## Complete the following
- a) Reproduce verbatim the passage of the Pratilipi article from "By 2020, Pratilipi" up to and including "authors are women.".
- b) Using the Pratilipi article, answer the following:
(i) What does the Sanskrit word "Pratilipi" mean?
(ii) In how many days did the platform reach its first one million reads?
(iii) Which podcast network did Pratilipi acquire in late 2020?

## Text segment

↓

Pratilipi
- Website type: Online self publishing; Digital storytelling;
- Available in: Hindi; Gujarati; Bengali; Marathi; Malayalam; Punjabi; Odia; Kannada; Telugu; English; Urdu;
- Founded: September 2014; 12 years ago
- Headquarters: Bengaluru, Karnataka, India
- Creators: Ranjeet Pratap Singh; Prashant Gupta; Rahul Ranjan; Sahradayi Modi; Sankaranarayanan Devarajan;
- Subsidiaries: Pratilipi Comics; Pratilipi FM;
- Website: pratilipi.com
- Commercial: Yes
- Registration: Optional
- Users: 2 crore (20 million)
- Current status: Active

= Pratilipi =

Indian self-publishing portal

Pratilipi is an Indian online self-publishing and audiobook portal headquartered in Bangalore. Founded in 2014, the company allows users to publish and read original works such as stories, poetry, essays, and articles in twelve languages: Hindi, Urdu, English, Gujarati, Bengali, Marathi, Malayalam, Tamil, Kannada, Telugu, Punjabi and Odia. The company also launched two other storytelling platforms - Pratilipi Comics & Pratilipi FM, and has also forayed into different formats such as web series, motion series, podcasts, and films.

== History ==
Pratilipi is a Sanskrit word meaning "copy". It allows users to publish and read original works such as stories, poetry, essays, and articles. It also allows readers to rate content others post, subscribe to authors, and interact with their followers through messaging.

It was launched in September 2014 by Ranjeet Pratap Singh, Prashant Gupta, Rahul Ranjan, Sahradayi Modi, and Sankaranarayanan Devarajan to promote Indian languages. In its initial stage, it was a self-funded platform that allowed users to publish and read original works such as stories, poetry, essays, and articles in two languages- Hindi and Gujarati and had the first one million reads on the platform in 386 days. Later, the creators raised funding of ₹30 lakh from TLabs (Times Internet Accelerator) in March 2015 and raised another USD $1 million from investors led by Nexus Venture Partners in 2016.

At its launch, the platform featured content in only two languages: Hindi and Gujarati. It later expanded to six more languages; Bengali, Marathi, Kannada, Tamil, Telugu and Malayalam. It also raised US$4.3 million from Series A round led by Omidyar Network in February 2018, and in 2020 secured ₹76 crore in the funding round of Series C led by Tencent.

In early 2018, the company raised Series A to expand and strengthen its product, technology, and data science teams. By this time, Pratilipi had over 80 million content pieces that had been read on the platform with over 150,000 content pieces published by more than 22,000 authors.

By 2020, Pratilipi expanded its language portfolio to the 12 most spoken languages across the country. The company marked 10 Mn MAUs mark in January 2020 and grew to 20 million in a span of five months. In the year 2020, Pratilipi launched two storytelling platforms, Pratilipi Comics and Pratilipi FM to experiment with newer formats such as audio and graphics and entered into various partnerships to explore formats such as motion graphics, web series, physical books. In late 2020, Pratilipi acquired IVM Podcasts, India's premier podcast network to tap into the growing podcast industry. The company launched monetization features in 2021 and currently, most of the top-earning authors are women.

↑

## Supplied data
↓

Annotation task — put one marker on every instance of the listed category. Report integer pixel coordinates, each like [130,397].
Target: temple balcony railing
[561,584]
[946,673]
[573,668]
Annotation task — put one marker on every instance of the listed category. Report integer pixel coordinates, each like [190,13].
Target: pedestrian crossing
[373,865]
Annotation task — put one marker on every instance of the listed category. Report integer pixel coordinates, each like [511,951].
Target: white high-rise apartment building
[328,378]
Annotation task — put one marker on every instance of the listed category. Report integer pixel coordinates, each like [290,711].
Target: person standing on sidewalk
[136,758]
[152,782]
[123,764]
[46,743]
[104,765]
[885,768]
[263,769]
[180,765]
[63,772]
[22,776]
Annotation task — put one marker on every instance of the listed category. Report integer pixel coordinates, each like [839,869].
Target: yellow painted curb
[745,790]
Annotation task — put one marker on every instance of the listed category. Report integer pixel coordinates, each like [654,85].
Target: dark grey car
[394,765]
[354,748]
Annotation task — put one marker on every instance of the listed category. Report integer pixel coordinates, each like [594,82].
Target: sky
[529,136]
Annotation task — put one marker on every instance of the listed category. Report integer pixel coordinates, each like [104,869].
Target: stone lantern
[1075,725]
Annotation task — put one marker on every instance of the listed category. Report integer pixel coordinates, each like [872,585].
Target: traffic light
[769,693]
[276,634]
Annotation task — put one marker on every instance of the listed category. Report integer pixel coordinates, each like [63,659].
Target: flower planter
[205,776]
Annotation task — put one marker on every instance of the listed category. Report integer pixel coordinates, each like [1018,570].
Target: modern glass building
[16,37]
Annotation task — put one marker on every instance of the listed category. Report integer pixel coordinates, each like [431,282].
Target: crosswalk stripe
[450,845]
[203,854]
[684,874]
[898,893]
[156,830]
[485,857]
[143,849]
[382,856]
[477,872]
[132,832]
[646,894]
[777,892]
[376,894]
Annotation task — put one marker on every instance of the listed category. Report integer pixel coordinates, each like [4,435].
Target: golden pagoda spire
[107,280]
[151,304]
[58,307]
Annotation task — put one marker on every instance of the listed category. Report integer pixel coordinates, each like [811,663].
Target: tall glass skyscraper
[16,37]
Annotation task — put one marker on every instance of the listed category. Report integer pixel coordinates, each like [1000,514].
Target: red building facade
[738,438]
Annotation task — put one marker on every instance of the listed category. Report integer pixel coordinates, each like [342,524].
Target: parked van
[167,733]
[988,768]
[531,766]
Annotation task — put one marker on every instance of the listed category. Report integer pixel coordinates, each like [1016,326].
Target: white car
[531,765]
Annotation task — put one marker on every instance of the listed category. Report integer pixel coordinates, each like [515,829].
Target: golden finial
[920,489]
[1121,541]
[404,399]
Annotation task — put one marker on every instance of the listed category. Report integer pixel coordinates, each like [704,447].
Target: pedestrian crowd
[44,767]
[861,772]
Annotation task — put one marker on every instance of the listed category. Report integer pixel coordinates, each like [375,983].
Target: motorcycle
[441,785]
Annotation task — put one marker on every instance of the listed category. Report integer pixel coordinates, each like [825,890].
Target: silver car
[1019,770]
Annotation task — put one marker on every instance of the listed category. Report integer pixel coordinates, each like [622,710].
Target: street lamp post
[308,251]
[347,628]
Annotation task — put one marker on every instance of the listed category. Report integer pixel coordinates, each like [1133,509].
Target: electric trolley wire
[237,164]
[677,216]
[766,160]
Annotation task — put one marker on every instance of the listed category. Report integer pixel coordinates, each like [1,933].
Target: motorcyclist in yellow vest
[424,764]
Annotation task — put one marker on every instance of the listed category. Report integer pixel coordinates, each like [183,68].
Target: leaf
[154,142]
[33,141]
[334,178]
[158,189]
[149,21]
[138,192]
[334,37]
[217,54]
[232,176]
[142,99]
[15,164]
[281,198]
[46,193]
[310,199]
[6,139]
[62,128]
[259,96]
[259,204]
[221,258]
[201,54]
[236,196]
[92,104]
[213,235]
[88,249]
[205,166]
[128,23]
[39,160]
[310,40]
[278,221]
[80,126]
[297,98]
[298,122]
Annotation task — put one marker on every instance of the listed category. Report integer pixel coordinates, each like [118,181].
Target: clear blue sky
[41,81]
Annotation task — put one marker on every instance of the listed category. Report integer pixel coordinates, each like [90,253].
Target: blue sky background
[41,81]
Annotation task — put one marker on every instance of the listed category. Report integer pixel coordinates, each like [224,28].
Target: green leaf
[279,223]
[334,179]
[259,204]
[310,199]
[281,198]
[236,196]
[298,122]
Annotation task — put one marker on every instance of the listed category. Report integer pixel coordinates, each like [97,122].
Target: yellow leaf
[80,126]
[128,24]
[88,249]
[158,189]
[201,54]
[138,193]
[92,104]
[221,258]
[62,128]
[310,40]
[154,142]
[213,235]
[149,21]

↑

## Answers given
- a)
By 2020, Pratilipi expanded its language portfolio to the 12 most spoken languages across the country. The company marked 10 Mn MAUs mark in January 2020 and grew to 20 million in a span of five months. In the year 2020, Pratilipi launched two storytelling platforms, Pratilipi Comics and Pratilipi FM to experiment with newer formats such as audio and graphics and entered into various partnerships to explore formats such as motion graphics, web series, physical books. In late 2020, Pratilipi acquired IVM Podcasts, India's premier podcast network to tap into the growing podcast industry. The company launched monetization features in 2021 and currently, most of the top-earning authors are women.

- b)
(i) "Copy"
(ii) 386 days
(iii) IVM Podcasts